EXTRACTED DATA.
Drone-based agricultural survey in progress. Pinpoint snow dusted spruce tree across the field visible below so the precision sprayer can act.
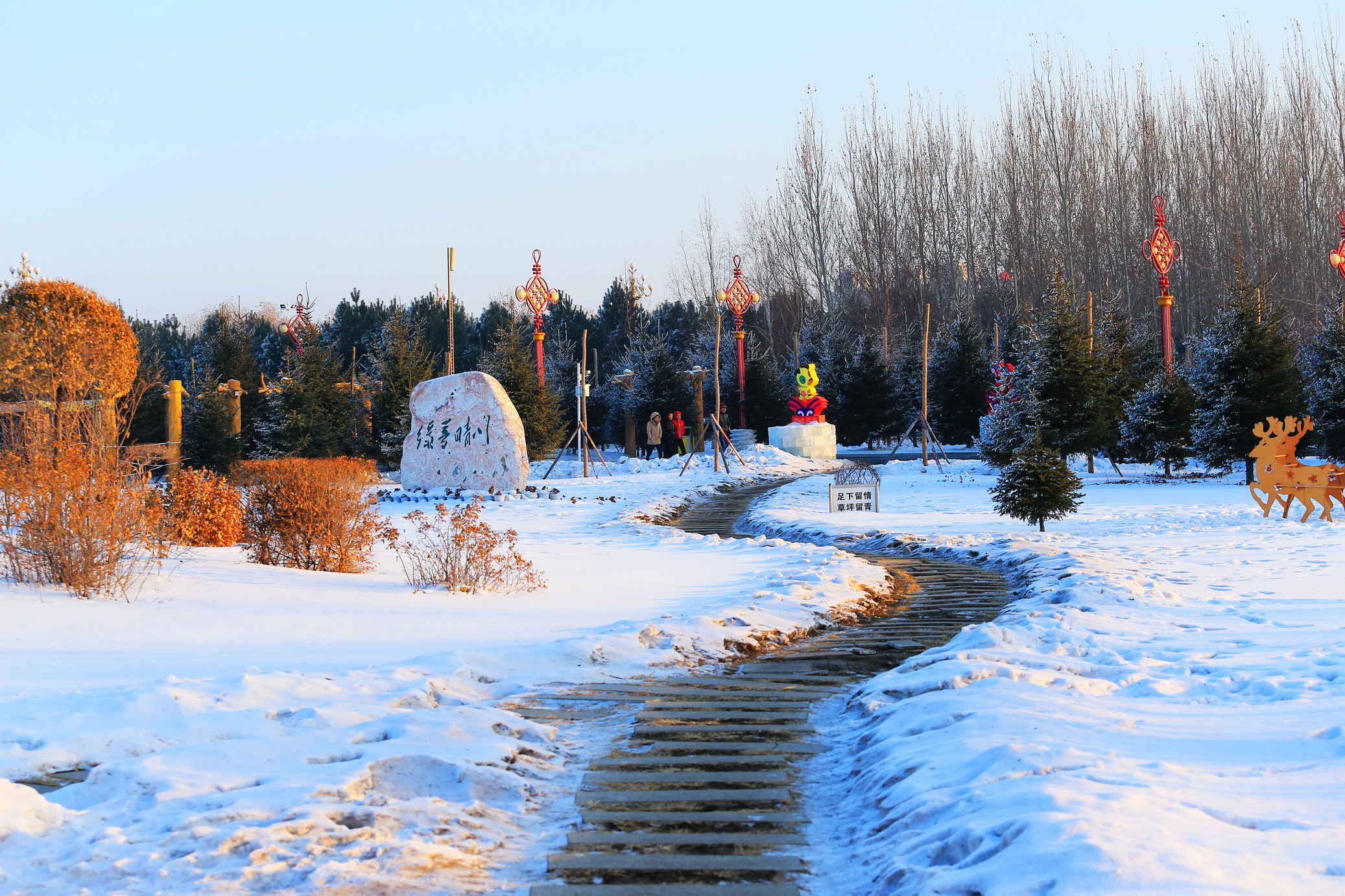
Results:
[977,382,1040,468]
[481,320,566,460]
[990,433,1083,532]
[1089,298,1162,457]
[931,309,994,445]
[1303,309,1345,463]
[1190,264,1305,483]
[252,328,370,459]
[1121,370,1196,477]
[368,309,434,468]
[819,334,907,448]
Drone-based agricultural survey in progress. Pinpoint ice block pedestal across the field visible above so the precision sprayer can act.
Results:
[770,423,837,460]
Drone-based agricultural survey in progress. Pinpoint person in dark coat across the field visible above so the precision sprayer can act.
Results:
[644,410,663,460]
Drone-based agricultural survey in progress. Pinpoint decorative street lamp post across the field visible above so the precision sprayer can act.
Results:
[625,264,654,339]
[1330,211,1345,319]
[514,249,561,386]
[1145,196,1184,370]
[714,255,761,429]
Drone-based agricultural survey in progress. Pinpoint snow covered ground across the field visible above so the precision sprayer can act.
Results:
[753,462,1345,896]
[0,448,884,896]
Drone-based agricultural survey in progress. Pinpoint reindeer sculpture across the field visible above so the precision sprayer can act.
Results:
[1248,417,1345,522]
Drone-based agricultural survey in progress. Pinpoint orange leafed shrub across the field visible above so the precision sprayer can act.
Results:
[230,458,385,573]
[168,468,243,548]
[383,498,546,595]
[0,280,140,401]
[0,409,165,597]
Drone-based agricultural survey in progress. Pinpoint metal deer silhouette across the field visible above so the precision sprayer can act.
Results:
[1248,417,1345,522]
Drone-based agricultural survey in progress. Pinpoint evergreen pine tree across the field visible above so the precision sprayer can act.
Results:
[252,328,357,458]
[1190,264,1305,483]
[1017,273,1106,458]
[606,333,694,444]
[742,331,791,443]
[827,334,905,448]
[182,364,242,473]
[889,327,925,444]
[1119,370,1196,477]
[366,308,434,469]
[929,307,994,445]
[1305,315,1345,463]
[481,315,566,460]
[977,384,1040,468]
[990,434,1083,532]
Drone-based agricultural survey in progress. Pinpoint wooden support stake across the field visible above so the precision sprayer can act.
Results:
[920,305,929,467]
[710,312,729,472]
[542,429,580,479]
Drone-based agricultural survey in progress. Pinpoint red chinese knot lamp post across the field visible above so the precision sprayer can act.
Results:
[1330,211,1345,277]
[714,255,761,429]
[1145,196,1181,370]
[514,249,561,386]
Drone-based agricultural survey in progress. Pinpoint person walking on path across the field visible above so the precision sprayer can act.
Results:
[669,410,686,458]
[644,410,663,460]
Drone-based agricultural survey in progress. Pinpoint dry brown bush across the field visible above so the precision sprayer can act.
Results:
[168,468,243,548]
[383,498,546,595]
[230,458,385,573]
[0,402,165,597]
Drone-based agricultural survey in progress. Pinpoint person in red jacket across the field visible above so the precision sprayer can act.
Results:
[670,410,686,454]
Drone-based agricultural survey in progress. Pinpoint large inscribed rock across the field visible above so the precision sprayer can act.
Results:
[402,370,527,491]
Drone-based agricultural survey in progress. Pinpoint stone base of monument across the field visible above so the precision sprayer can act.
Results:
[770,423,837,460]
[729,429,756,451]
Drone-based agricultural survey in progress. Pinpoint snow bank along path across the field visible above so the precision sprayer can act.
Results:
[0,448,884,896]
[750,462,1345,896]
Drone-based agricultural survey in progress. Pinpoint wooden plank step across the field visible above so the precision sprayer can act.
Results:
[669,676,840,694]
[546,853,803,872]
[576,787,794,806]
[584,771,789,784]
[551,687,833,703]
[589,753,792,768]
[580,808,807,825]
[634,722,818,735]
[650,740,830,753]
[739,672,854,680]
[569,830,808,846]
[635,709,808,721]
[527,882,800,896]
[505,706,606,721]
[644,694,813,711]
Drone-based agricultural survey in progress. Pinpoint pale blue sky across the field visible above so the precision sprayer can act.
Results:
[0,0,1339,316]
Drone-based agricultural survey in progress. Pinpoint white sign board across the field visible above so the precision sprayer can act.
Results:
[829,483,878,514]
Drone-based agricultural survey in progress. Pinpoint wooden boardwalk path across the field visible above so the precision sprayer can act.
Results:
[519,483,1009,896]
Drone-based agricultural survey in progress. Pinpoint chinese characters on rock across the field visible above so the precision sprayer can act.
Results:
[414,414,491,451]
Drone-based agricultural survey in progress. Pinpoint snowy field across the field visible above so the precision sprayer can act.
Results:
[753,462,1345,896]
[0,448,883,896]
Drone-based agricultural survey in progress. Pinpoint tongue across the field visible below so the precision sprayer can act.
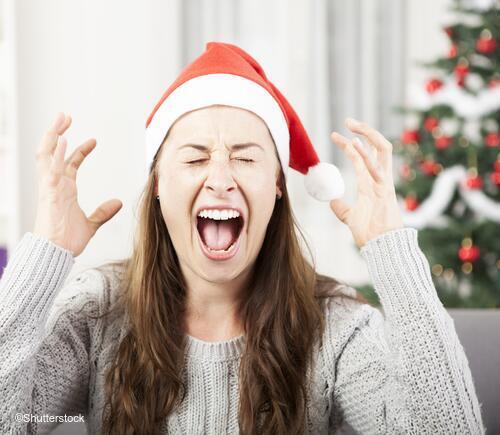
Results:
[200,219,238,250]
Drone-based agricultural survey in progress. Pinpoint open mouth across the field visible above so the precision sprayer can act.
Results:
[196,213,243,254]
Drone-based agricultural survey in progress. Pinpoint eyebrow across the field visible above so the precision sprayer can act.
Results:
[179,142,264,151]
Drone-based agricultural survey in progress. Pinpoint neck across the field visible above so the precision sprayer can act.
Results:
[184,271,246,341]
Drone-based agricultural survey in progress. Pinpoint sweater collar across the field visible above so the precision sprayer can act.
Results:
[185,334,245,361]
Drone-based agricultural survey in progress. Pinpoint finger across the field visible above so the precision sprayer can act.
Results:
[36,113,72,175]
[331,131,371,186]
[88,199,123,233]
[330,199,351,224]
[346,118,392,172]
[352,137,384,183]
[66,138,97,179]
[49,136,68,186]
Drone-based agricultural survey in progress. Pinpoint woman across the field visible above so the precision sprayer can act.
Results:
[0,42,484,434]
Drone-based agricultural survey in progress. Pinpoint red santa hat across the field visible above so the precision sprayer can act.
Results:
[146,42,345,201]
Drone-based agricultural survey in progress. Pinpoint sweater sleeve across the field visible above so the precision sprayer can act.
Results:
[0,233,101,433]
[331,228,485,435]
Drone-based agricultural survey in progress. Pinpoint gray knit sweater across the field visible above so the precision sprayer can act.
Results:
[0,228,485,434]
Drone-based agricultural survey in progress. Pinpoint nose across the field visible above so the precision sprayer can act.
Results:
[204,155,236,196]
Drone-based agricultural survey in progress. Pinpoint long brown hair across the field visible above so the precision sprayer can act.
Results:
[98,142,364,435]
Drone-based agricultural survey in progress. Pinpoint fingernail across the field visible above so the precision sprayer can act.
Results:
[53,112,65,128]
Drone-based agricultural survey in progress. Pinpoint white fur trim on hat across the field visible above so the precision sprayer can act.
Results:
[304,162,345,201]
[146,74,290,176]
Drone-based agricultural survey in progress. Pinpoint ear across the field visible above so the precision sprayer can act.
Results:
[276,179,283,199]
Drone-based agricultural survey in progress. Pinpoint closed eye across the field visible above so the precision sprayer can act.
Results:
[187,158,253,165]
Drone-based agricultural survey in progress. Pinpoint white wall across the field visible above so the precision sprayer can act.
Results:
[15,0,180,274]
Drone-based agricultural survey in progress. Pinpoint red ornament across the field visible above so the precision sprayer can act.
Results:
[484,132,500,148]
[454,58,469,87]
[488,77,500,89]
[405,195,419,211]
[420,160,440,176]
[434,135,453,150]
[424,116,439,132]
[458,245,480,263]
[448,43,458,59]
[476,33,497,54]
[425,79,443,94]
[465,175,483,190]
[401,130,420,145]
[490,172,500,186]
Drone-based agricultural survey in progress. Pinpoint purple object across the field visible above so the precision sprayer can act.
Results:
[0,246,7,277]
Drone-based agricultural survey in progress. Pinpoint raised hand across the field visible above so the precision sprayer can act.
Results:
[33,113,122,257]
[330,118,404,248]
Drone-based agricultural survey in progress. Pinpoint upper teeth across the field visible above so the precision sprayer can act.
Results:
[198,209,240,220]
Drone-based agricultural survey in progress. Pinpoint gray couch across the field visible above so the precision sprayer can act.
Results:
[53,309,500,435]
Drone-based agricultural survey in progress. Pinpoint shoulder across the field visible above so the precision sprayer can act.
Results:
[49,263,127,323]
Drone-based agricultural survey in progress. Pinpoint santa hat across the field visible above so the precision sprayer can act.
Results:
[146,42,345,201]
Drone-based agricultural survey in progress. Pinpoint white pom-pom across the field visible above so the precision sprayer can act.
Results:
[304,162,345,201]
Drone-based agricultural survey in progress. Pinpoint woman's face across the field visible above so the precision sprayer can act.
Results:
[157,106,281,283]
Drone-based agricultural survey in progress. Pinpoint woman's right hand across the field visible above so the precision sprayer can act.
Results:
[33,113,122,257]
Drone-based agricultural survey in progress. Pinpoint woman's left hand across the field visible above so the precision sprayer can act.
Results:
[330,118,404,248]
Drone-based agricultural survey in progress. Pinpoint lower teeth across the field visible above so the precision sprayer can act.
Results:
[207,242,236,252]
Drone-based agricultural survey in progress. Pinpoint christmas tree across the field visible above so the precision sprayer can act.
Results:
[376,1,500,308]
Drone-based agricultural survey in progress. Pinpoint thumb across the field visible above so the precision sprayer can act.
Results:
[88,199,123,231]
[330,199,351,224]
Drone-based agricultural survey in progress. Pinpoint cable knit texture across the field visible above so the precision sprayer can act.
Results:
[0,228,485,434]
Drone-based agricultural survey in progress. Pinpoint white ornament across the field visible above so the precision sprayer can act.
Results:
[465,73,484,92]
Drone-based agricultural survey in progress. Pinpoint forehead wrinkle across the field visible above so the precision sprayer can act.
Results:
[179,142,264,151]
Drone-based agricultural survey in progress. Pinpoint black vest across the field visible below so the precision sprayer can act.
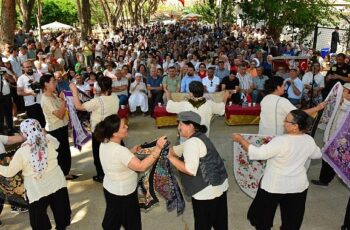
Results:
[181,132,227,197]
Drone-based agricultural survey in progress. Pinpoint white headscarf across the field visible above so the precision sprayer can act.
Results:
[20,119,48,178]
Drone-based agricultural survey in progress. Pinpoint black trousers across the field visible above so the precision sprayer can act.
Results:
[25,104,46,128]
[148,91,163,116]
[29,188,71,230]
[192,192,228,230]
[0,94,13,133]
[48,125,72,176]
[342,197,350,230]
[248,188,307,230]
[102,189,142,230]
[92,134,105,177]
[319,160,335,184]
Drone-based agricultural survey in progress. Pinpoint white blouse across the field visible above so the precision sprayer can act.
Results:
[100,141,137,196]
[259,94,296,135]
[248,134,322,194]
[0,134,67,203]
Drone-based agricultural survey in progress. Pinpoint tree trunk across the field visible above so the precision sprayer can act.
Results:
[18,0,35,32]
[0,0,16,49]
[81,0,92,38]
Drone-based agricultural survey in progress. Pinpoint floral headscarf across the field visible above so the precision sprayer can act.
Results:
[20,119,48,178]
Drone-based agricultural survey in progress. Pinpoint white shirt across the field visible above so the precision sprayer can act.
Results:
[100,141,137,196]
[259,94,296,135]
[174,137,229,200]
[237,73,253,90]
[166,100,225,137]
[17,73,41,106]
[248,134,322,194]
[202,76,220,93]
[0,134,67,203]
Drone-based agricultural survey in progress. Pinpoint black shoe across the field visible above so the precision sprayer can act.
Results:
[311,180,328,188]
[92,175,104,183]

PROBLEM TO WORK ON.
Copy the lines exactly, beginning at the line that contains "Pinpoint sweater collar" and stopping after the line that contains "[0,42,484,434]".

TASK SOLUTION.
Drone-based agricultural survey in progress. Pinpoint sweater collar across the field visible above so the precision sprayer can act.
Results:
[185,334,245,361]
Drone-based agricultural survey in progress. Pinpoint finger across the field visible above so the precision sprayer can act.
Results:
[36,113,72,175]
[331,131,371,186]
[88,199,123,233]
[330,199,351,224]
[346,118,392,172]
[352,137,384,183]
[66,138,97,179]
[49,136,68,186]
Drone-based agricultural survey in progress. Pinpoint woman across the field visible above so the precision sprayer can act.
Results:
[0,42,484,434]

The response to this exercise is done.